PROVIDED DATA:
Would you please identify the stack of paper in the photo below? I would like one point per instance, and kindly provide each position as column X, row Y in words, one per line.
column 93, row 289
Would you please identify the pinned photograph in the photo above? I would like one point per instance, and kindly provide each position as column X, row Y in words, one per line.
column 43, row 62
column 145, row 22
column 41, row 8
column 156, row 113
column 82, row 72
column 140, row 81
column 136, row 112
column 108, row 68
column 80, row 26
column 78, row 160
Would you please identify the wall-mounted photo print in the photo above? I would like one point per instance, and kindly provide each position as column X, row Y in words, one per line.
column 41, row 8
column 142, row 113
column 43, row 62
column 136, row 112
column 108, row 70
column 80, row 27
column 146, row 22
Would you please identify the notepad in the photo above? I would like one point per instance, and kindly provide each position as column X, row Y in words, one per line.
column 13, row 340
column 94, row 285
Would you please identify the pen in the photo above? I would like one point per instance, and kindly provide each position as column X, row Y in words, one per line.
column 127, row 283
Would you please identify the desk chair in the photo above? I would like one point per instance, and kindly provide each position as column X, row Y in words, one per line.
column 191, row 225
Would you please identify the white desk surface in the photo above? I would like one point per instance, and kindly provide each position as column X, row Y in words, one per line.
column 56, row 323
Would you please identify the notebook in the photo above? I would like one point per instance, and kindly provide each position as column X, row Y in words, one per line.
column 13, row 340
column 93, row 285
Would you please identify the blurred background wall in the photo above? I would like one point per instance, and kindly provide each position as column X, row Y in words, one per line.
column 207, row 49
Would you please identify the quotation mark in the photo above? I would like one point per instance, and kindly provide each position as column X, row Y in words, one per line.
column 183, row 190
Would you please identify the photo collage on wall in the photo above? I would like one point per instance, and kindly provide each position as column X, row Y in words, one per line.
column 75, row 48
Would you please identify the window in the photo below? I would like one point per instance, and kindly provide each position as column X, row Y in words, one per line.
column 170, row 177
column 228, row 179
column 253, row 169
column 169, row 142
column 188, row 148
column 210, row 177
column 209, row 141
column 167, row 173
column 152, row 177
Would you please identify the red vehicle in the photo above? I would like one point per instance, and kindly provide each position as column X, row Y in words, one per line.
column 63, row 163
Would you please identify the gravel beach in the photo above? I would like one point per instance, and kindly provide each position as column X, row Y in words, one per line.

PROBLEM DESCRIPTION: Can you give every line above again, exactly as written?

TASK RESPONSE:
Would you please identify the stack of paper in the photo below? I would like one point per instance, and kindly provide each position as column X, row Y in words, one per line.
column 93, row 289
Would you please identify the pinned photograph in the photo above? I would like one point per instance, and kindly provide each position as column X, row Y in words, one per line.
column 43, row 62
column 145, row 22
column 41, row 8
column 156, row 113
column 82, row 72
column 140, row 81
column 136, row 112
column 108, row 68
column 80, row 26
column 78, row 160
Would you please identify the wall-mounted photo print in the photo above? I would like one point per instance, and kindly provide each position as column X, row Y in words, one per line.
column 41, row 8
column 142, row 113
column 43, row 62
column 136, row 112
column 108, row 70
column 80, row 27
column 146, row 22
Would you please identify the notepad in the photo above? I would like one point per instance, and kindly provide each position as column X, row Y in words, one per line.
column 13, row 340
column 94, row 285
Would you please identify the pen in the photo above? I would like one point per instance, and kindly provide each position as column X, row Y in words, one per line.
column 127, row 283
Would you please identify the desk chair in the photo above? I would like one point per instance, and kindly provide each position as column X, row Y in words, one per line.
column 191, row 225
Would you please identify the white desk surface in the photo above? I would like one point per instance, and kindly provide each position as column X, row Y in words, one per line.
column 56, row 323
Would you please identify the notebook in the photo above? I would like one point per instance, and kindly provide each position as column X, row Y in words, one per line.
column 13, row 340
column 93, row 285
Would you please identify the blurred background wall in the photo above? I would like one point per instance, and kindly provide each position as column X, row Y in words, one per line.
column 207, row 49
Would you please identify the quotation mark in the photo above? I would like one point per instance, and kindly provide each position as column X, row Y in words, one per line.
column 183, row 190
Would you please identify the photo collage on wall in the photo above? I would like one point per instance, and kindly provide each position as column X, row Y in words, one per line.
column 75, row 48
Would you please identify the window in the photo below? I would like one point per instance, and kindly provide each position as column X, row Y in words, one per line.
column 170, row 177
column 228, row 179
column 253, row 169
column 169, row 142
column 188, row 148
column 210, row 177
column 209, row 141
column 167, row 173
column 152, row 177
Would you please identify the red vehicle in the photo above? I would like one point per instance, and kindly provide each position as column X, row Y in words, one per line.
column 63, row 163
Would you please identify the gravel beach in the photo above? I would like one point per instance, and kindly provide each position as column X, row Y in words, one per line.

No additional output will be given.